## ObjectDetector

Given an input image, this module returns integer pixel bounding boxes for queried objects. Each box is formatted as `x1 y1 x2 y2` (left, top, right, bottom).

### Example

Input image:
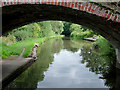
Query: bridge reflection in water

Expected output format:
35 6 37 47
6 39 120 90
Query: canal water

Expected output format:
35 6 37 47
6 38 120 89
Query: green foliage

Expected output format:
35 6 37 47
62 22 72 36
2 38 46 59
0 34 16 45
51 21 64 35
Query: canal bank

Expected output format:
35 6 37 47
0 46 37 88
0 35 64 88
3 39 119 89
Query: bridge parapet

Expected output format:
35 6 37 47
1 0 120 22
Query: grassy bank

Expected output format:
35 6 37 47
2 38 46 59
0 35 64 59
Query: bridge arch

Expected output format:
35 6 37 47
2 3 120 67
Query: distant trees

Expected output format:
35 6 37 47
3 21 95 41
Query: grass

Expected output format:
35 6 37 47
0 38 46 59
0 35 64 59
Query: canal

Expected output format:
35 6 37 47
6 38 120 89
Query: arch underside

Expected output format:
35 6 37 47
2 4 120 49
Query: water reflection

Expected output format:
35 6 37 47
4 39 120 89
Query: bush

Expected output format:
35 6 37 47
1 34 16 45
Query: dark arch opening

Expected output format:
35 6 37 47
2 4 120 48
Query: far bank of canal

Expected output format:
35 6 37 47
3 39 120 88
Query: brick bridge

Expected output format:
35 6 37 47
0 0 120 67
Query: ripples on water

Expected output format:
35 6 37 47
7 39 120 88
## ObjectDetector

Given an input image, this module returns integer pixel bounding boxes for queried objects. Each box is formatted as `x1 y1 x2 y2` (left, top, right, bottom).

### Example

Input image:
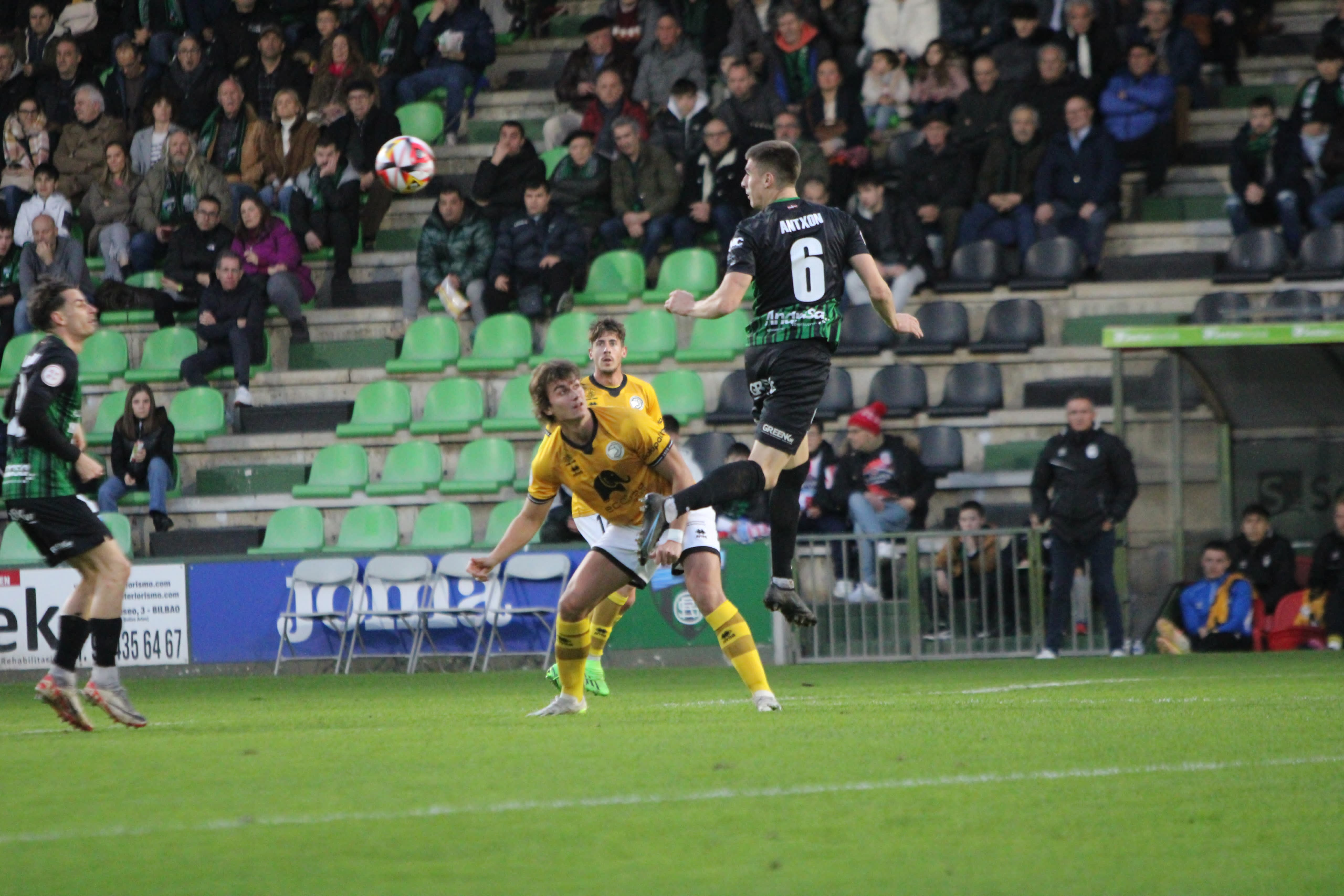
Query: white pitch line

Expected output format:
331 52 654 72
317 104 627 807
0 756 1344 845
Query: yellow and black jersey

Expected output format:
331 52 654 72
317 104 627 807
573 374 663 518
527 407 672 525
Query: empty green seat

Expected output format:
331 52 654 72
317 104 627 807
384 314 462 374
574 249 644 305
457 314 532 371
481 374 529 435
289 445 368 498
336 380 411 438
169 387 228 442
625 308 676 364
126 326 196 383
364 442 444 496
0 332 46 388
676 310 747 364
323 504 398 553
644 249 719 302
411 376 485 435
98 513 136 558
407 501 472 551
0 522 46 565
396 102 444 144
652 371 704 425
527 312 597 367
85 390 126 445
484 498 542 548
438 438 513 494
79 329 129 384
247 506 327 553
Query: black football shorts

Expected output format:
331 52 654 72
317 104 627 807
746 338 831 454
5 494 112 567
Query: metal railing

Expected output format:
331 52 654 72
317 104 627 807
792 528 1124 662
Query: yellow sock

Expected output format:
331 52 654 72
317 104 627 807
704 600 770 693
589 591 625 657
555 618 591 700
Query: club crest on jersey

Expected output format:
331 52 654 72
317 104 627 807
780 212 821 234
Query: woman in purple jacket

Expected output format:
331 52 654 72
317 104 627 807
233 196 317 344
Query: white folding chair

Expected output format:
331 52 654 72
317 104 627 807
345 555 434 674
481 553 570 672
274 558 361 676
417 552 500 672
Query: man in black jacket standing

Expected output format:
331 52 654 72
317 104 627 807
155 195 234 326
181 249 266 406
1031 395 1138 659
1228 504 1297 615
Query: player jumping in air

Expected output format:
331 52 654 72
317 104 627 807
4 281 145 731
546 317 663 697
640 140 923 626
468 360 780 716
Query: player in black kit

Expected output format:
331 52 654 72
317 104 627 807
641 140 923 626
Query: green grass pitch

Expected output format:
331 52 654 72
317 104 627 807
0 654 1344 896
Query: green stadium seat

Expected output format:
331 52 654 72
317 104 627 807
396 102 444 144
676 309 747 364
457 314 532 371
574 249 644 305
323 504 399 553
364 442 444 496
125 326 196 383
247 506 327 555
644 249 719 303
438 438 513 494
527 312 597 367
482 498 542 548
289 445 368 498
85 392 126 445
625 308 676 364
650 371 704 426
98 513 136 558
206 333 271 380
481 374 529 435
411 376 485 435
336 380 411 439
0 332 46 388
542 146 570 179
383 314 462 374
169 387 228 442
0 522 46 565
407 501 472 551
79 329 129 386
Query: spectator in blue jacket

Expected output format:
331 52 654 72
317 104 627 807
1036 95 1120 275
1157 541 1254 653
485 180 587 318
1101 42 1176 193
396 0 505 146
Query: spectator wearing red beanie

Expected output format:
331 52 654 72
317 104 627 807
835 402 934 602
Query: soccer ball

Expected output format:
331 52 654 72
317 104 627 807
374 136 434 195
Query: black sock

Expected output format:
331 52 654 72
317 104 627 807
672 461 765 516
89 617 121 666
770 463 809 579
51 615 89 672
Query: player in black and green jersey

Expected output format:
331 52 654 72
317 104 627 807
4 279 145 731
641 140 923 625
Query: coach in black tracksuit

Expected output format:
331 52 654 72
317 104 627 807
1031 396 1138 658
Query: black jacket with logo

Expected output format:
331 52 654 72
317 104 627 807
1031 427 1138 541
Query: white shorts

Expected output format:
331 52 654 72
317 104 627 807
574 508 722 588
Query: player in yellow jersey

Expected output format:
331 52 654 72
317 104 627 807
468 360 780 716
546 317 663 697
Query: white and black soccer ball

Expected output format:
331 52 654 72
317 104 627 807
374 134 434 195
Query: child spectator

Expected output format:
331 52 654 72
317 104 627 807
13 161 75 246
863 50 910 130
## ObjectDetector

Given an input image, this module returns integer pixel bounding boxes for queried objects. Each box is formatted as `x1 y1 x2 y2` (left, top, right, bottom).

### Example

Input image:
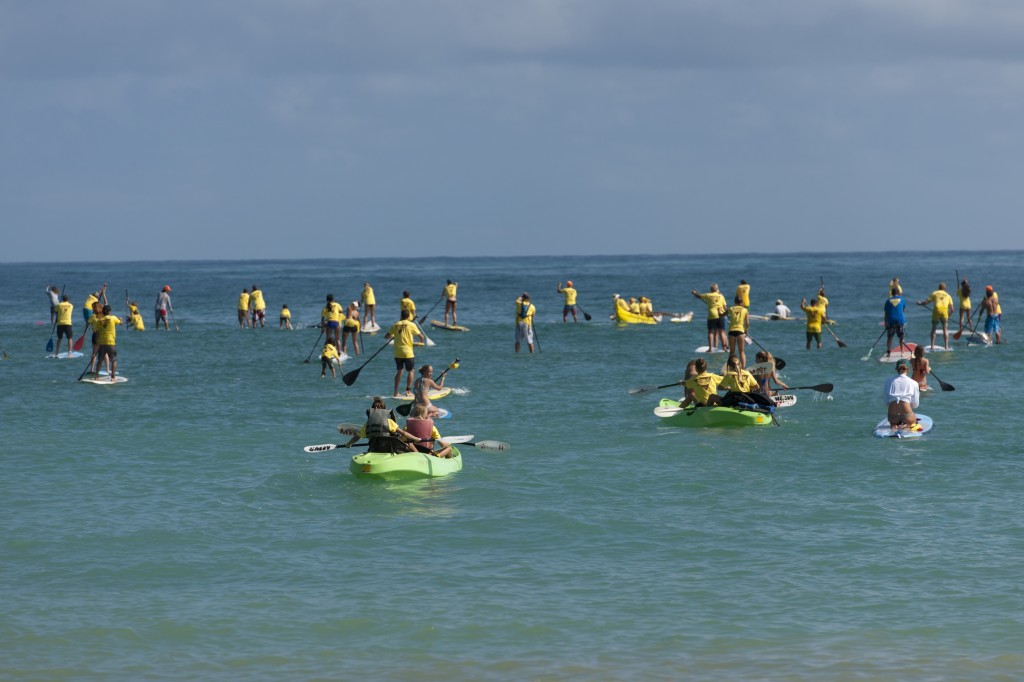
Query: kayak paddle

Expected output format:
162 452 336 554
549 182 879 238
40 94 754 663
630 380 683 395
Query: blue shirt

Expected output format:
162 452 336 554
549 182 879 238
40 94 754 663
886 295 906 325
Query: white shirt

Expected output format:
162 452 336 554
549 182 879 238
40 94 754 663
885 374 921 408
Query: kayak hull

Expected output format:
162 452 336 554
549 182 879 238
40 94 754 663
873 415 934 438
615 305 662 325
348 446 462 480
658 398 772 427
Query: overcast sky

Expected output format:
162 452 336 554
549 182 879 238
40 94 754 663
0 0 1024 262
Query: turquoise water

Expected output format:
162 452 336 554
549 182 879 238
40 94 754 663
0 253 1024 680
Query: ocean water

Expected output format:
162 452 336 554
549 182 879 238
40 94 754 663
0 253 1024 680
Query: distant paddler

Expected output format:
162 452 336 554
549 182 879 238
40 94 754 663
515 292 536 352
441 280 459 326
555 280 580 324
359 282 377 329
884 359 921 429
690 283 728 352
918 282 953 350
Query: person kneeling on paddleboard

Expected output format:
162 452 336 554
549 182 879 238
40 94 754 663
406 404 452 459
885 359 921 429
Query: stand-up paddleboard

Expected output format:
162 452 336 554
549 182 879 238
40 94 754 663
879 343 918 363
81 374 128 386
430 319 469 332
46 350 82 359
874 415 932 438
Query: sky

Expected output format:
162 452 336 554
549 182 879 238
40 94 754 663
0 0 1024 262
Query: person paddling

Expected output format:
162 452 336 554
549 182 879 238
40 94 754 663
884 359 921 429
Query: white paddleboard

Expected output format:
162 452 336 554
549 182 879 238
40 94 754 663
873 415 932 438
46 350 82 359
82 374 128 386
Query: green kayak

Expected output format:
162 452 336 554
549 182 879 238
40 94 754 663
348 446 462 480
654 398 771 426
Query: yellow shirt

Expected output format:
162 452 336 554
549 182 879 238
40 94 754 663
720 370 758 393
321 301 344 322
700 291 725 319
515 301 537 327
728 305 748 332
57 301 75 325
683 372 723 404
800 305 825 334
736 285 751 308
928 289 953 319
93 315 121 346
387 319 422 357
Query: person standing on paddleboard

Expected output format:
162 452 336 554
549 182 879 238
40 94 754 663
883 286 906 356
690 283 729 352
800 298 825 350
359 282 377 329
384 307 425 397
441 280 459 326
884 359 921 429
515 292 536 352
156 285 174 332
918 282 953 350
555 280 580 325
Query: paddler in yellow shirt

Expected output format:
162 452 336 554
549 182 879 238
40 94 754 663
384 309 424 398
683 357 723 408
718 355 759 393
359 282 377 329
918 282 953 350
555 280 580 325
441 280 459 325
800 298 825 350
93 305 123 382
690 283 728 352
726 294 751 367
239 289 249 329
515 292 536 352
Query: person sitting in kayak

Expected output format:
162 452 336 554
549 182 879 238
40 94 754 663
683 357 722 408
406 404 452 459
719 355 760 393
754 350 790 397
345 397 417 454
413 365 444 419
884 359 921 429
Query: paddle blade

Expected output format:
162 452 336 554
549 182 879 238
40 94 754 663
465 440 512 451
302 442 344 453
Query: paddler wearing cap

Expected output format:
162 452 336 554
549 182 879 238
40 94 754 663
884 359 921 429
341 301 359 355
156 285 174 332
555 280 580 324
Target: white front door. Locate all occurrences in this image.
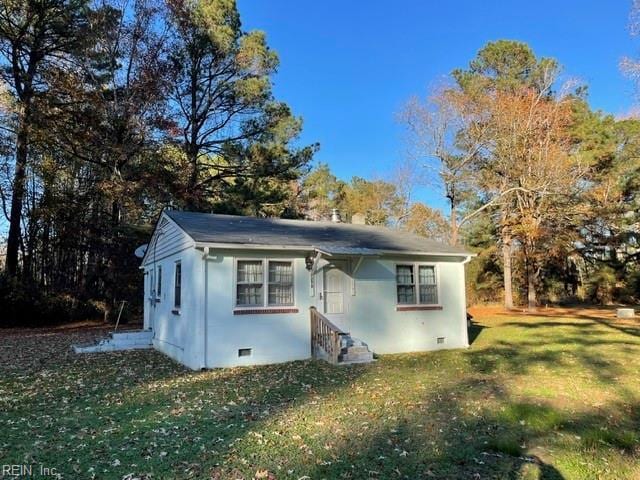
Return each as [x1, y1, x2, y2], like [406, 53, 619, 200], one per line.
[322, 262, 348, 330]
───
Required work: Count how many lines of the records contain the word "jersey", matching case exactly, and give only the number.

Result: 4